▸ **À FAIRE**
Recopiez à l'identique toutes les lignes des items ci-dessous, sans reprendre les images.

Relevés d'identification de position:
-------------------------
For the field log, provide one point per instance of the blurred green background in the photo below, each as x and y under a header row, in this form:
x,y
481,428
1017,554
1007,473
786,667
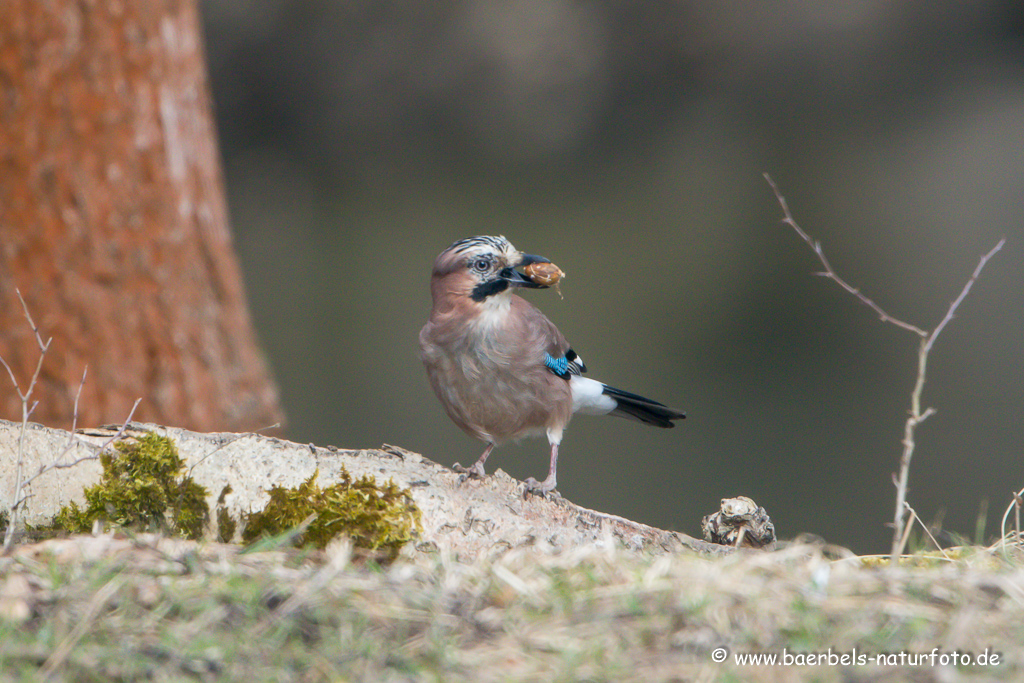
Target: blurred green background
-------------------------
▸ **SOLUTION**
For the field log, provide one point per instance of the blurred green background in the photo below, each as x and y under a header row, in this form:
x,y
481,428
1017,554
1007,473
786,667
Target: blurred green background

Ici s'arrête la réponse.